- _Exercise_: Everything from the line containing "For each instance of the green foliage" through the last line of the records must be returned verbatim, and nothing outside that range.

- _Data shown_:
#####

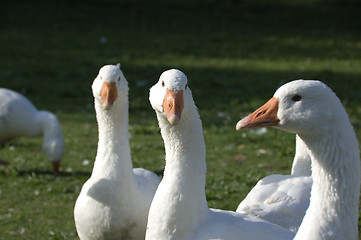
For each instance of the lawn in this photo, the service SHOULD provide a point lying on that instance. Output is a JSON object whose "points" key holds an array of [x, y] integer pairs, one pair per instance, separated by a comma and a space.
{"points": [[235, 54]]}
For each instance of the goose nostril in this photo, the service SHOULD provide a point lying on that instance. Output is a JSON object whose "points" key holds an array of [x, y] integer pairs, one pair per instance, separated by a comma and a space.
{"points": [[260, 113]]}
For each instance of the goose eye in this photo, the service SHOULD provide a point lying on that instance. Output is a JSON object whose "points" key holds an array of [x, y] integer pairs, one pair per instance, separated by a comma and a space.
{"points": [[296, 98]]}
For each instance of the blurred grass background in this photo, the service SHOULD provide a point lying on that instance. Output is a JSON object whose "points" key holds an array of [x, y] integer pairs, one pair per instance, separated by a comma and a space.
{"points": [[236, 53]]}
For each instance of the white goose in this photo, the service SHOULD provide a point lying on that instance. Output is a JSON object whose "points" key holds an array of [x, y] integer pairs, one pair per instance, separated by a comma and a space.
{"points": [[282, 199], [115, 200], [311, 110], [19, 118], [179, 209]]}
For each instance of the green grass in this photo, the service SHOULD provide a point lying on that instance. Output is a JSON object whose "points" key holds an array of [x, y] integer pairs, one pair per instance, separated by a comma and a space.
{"points": [[235, 54]]}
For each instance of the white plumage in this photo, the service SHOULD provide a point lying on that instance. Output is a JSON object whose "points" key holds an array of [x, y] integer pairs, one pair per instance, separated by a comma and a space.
{"points": [[179, 209], [311, 110], [20, 118], [115, 200], [282, 199]]}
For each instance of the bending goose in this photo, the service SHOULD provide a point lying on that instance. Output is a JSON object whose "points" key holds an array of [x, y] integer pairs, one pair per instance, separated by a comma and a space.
{"points": [[20, 118], [114, 202], [311, 110], [179, 209], [282, 199]]}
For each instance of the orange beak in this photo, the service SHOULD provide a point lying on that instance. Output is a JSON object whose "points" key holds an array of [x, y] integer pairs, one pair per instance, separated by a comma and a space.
{"points": [[173, 105], [264, 116], [108, 94]]}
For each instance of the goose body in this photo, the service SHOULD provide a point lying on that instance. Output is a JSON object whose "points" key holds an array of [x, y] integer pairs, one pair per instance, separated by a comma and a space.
{"points": [[20, 118], [114, 202], [282, 199], [179, 209], [312, 110]]}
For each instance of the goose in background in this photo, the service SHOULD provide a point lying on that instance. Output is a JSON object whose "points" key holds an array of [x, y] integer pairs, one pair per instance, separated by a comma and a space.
{"points": [[312, 110], [179, 209], [114, 202], [20, 118], [282, 199]]}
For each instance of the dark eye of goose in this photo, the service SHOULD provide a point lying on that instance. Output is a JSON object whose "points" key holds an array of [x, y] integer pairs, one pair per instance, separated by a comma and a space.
{"points": [[296, 98]]}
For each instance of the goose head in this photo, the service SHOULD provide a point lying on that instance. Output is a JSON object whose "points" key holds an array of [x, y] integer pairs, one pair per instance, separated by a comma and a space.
{"points": [[170, 95], [108, 85], [300, 106]]}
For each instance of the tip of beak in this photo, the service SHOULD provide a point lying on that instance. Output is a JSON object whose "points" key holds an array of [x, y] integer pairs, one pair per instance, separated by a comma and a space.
{"points": [[174, 119], [242, 123], [56, 167]]}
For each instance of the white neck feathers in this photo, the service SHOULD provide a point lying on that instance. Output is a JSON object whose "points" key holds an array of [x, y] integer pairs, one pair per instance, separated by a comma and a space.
{"points": [[333, 211], [180, 199], [113, 155]]}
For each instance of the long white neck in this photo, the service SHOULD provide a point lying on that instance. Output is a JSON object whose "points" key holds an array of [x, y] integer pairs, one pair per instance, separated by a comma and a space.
{"points": [[113, 158], [181, 193], [333, 210], [301, 165]]}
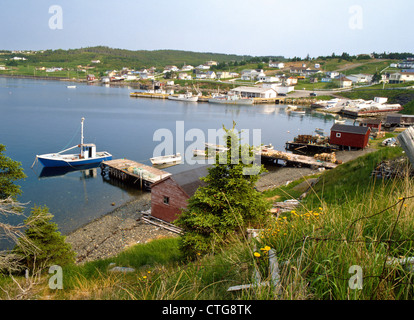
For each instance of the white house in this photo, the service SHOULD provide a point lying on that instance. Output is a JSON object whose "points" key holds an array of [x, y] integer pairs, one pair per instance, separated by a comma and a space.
{"points": [[332, 74], [360, 78], [261, 76], [18, 58], [211, 63], [130, 77], [290, 81], [223, 75], [201, 75], [399, 77], [345, 82], [285, 89], [170, 69], [255, 92], [250, 74], [279, 65], [271, 79], [211, 75], [203, 67], [187, 68], [184, 76]]}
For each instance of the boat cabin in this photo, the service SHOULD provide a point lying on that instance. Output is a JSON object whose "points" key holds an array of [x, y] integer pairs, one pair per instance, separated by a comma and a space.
{"points": [[88, 151]]}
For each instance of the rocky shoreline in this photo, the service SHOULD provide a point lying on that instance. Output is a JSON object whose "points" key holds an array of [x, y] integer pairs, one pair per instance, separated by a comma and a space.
{"points": [[121, 228], [112, 233]]}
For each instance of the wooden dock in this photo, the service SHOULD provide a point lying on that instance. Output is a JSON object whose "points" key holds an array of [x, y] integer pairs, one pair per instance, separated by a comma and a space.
{"points": [[132, 172], [296, 160], [149, 95]]}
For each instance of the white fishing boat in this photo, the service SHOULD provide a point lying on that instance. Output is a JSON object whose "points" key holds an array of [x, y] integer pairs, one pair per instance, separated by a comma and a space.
{"points": [[320, 131], [231, 99], [199, 153], [298, 111], [184, 97], [268, 146], [87, 156], [168, 159], [215, 147]]}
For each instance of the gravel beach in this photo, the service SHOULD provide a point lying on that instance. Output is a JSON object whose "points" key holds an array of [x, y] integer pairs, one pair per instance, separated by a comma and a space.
{"points": [[110, 234], [122, 227]]}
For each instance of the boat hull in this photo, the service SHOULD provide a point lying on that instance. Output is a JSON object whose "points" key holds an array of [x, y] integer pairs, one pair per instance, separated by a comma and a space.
{"points": [[53, 160], [234, 102], [165, 160], [189, 99]]}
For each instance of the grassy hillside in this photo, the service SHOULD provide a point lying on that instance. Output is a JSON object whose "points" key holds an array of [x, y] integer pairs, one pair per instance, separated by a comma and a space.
{"points": [[117, 58], [349, 220]]}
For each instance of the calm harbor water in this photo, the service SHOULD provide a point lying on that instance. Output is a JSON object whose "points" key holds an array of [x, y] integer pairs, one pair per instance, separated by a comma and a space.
{"points": [[39, 117]]}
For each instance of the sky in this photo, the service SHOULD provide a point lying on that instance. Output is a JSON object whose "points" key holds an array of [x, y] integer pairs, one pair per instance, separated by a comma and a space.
{"points": [[247, 27]]}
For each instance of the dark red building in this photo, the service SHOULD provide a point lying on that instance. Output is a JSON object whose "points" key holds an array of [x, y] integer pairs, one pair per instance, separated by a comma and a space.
{"points": [[170, 195], [374, 124], [348, 136]]}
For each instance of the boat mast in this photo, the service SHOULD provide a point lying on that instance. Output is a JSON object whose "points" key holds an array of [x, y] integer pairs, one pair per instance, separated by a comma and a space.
{"points": [[83, 119]]}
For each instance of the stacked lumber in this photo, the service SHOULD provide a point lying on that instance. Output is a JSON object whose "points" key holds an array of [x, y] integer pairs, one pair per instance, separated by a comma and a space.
{"points": [[328, 157]]}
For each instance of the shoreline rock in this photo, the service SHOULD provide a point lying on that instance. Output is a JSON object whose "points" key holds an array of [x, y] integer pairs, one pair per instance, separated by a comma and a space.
{"points": [[121, 228]]}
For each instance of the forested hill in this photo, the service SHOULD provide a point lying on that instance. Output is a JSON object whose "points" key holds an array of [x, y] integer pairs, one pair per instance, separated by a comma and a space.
{"points": [[118, 58]]}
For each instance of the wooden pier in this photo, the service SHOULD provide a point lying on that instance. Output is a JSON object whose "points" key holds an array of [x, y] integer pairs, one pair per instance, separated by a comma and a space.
{"points": [[296, 160], [149, 95], [132, 172]]}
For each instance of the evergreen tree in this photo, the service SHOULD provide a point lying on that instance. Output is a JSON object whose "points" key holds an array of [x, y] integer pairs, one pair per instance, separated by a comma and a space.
{"points": [[10, 171], [51, 248], [227, 205]]}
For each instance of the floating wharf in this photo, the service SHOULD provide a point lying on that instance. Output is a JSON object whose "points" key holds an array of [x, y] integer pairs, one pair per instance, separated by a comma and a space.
{"points": [[149, 95], [310, 147], [296, 160], [132, 172]]}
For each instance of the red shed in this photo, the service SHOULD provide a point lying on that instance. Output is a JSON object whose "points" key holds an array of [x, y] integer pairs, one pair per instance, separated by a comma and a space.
{"points": [[350, 136], [374, 124], [170, 195]]}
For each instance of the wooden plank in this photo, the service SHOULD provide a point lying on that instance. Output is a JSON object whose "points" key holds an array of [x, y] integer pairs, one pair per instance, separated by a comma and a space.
{"points": [[123, 165], [406, 140]]}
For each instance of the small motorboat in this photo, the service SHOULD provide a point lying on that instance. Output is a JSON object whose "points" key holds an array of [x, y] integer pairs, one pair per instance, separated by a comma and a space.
{"points": [[199, 153], [184, 97], [320, 131], [87, 156], [168, 159]]}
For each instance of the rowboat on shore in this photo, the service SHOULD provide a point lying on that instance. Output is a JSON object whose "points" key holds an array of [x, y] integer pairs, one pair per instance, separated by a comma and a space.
{"points": [[168, 159], [87, 156]]}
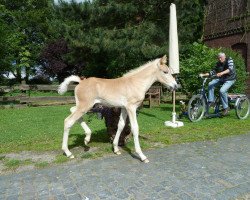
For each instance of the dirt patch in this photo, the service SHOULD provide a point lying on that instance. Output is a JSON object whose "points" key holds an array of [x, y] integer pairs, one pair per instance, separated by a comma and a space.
{"points": [[33, 156]]}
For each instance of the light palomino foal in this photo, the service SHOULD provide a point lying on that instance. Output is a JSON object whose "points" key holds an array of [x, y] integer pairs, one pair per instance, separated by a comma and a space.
{"points": [[126, 92]]}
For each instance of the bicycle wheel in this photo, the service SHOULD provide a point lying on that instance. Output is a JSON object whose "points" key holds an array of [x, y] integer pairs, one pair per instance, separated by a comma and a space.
{"points": [[242, 107], [196, 108]]}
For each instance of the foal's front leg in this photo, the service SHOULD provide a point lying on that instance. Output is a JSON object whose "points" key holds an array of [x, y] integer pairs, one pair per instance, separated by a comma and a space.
{"points": [[121, 124], [135, 130]]}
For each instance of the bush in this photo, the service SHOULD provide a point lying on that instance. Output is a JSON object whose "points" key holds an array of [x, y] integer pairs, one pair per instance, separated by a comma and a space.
{"points": [[198, 58]]}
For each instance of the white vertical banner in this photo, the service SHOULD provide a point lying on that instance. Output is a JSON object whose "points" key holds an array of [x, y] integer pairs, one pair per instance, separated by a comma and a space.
{"points": [[173, 59], [173, 41]]}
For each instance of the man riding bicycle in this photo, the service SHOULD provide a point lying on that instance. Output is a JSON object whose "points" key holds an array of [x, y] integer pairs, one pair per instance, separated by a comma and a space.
{"points": [[225, 74]]}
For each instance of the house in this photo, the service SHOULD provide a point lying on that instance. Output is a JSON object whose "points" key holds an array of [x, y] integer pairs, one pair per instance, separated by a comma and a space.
{"points": [[227, 24]]}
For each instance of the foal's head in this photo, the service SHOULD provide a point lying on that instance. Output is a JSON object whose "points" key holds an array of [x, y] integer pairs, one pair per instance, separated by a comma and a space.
{"points": [[164, 75]]}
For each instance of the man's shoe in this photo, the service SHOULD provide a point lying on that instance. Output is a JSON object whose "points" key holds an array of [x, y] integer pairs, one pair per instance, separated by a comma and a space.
{"points": [[225, 112]]}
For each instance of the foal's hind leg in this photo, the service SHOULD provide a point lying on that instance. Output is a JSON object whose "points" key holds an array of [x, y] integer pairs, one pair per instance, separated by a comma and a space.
{"points": [[135, 130], [68, 123], [84, 126], [86, 130], [121, 125]]}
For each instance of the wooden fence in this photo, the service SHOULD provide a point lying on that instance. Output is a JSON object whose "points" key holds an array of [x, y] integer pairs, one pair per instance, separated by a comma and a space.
{"points": [[154, 94], [25, 99]]}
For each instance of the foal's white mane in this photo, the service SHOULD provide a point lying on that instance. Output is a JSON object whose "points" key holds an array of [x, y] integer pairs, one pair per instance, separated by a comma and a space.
{"points": [[135, 71]]}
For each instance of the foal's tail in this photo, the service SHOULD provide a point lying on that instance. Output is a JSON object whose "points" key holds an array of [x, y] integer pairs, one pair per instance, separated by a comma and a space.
{"points": [[63, 87]]}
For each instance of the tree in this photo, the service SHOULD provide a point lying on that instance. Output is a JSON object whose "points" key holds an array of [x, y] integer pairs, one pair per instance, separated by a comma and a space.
{"points": [[110, 37], [25, 22]]}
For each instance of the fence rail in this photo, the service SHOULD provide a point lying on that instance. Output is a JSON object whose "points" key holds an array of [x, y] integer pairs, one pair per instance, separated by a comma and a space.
{"points": [[25, 87], [26, 99]]}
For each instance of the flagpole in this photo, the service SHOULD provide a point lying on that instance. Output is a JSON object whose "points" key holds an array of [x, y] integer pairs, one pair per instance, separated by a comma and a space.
{"points": [[173, 60]]}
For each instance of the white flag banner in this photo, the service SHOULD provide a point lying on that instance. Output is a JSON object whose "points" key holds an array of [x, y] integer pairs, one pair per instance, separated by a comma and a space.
{"points": [[173, 41]]}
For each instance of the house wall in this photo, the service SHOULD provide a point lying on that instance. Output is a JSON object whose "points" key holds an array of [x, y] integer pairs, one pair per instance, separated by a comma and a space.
{"points": [[227, 24]]}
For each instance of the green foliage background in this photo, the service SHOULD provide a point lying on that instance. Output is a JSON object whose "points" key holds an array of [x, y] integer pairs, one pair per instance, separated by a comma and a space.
{"points": [[102, 38]]}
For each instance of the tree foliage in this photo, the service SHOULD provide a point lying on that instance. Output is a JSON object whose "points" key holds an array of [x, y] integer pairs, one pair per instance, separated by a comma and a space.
{"points": [[109, 37], [25, 22]]}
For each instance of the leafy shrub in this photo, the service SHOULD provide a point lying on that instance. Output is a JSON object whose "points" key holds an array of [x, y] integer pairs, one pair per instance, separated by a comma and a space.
{"points": [[198, 58]]}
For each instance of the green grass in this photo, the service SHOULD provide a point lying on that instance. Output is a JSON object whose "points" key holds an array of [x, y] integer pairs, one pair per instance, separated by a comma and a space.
{"points": [[37, 93], [41, 129], [14, 163]]}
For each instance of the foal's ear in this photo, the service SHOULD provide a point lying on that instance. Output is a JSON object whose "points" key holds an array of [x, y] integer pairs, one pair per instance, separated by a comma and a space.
{"points": [[163, 60]]}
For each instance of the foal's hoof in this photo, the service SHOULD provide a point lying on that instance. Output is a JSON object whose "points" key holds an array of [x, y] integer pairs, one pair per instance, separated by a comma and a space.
{"points": [[118, 153], [71, 156], [145, 161]]}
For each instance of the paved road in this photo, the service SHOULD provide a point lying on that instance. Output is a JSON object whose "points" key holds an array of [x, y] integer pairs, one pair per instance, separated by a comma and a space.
{"points": [[202, 170]]}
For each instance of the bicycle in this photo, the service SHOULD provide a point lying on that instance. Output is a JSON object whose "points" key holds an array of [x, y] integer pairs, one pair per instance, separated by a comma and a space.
{"points": [[198, 105]]}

#####

- _The reply_:
For each instance of the green foliage background in this photo, the service SHOULD provide a point lying on that instance. Output is a JSON object whose "points" key holds an array of [x, y] integer pairs, one pair per instance, separated by a comma and a space.
{"points": [[102, 38]]}
For each instance of the tree foliage in this photo, the service SHOULD provide a point lying on that instance. Output is a JSON object whose "points" key holds an array of [x, y] integer pairs, one pair per instance, separated by a comma and a space.
{"points": [[109, 37], [25, 22]]}
For each instance of the leafy shrub in this photo, the service SHOULD provide a point lying on that instance. Output is a JSON object whose "points" key holds an array of [x, y] integer pairs, one pair per instance, separated by a comma and a space.
{"points": [[198, 58]]}
For each instance of the green grass in this photo, the service SHOULD provide a point lying on that instance. Output is a JSON object whose "points" key holds an array of [x, y] integer pairs, one pair per instance, separated by a comma and a space.
{"points": [[37, 93], [41, 129], [14, 163]]}
For each instance of the foal's ear in this photo, the service SHOULD provide a point lying on that instance. Output is a JSON object whose "points" key holds an array of [x, y] integer pairs, one pair per instance, separated by a comma and a space.
{"points": [[163, 60]]}
For each instance of the foal's hoof in this photo, the service SHOULD provide a point lying on that instance. Output is a JSON object whose "points" key holds an array of [x, y] integer pairs, one pair per instance, separated by a comma and a space.
{"points": [[118, 153], [71, 156], [145, 161]]}
For each instance of the paved road in this photo, the service SHOULD provide a point lying on that instance. Output is a JSON object whose "points" key holds an array of [x, y] integer pairs, one pair per instance, separated by a comma and a space.
{"points": [[202, 170]]}
For each instance of the bicycle in this photo, the service SHOULD provide a point lying on that instance. Output is a JSON object whose "points" key holds an array of [x, y] integer pairs, one pair per instance, separated by a comma and a space.
{"points": [[198, 105]]}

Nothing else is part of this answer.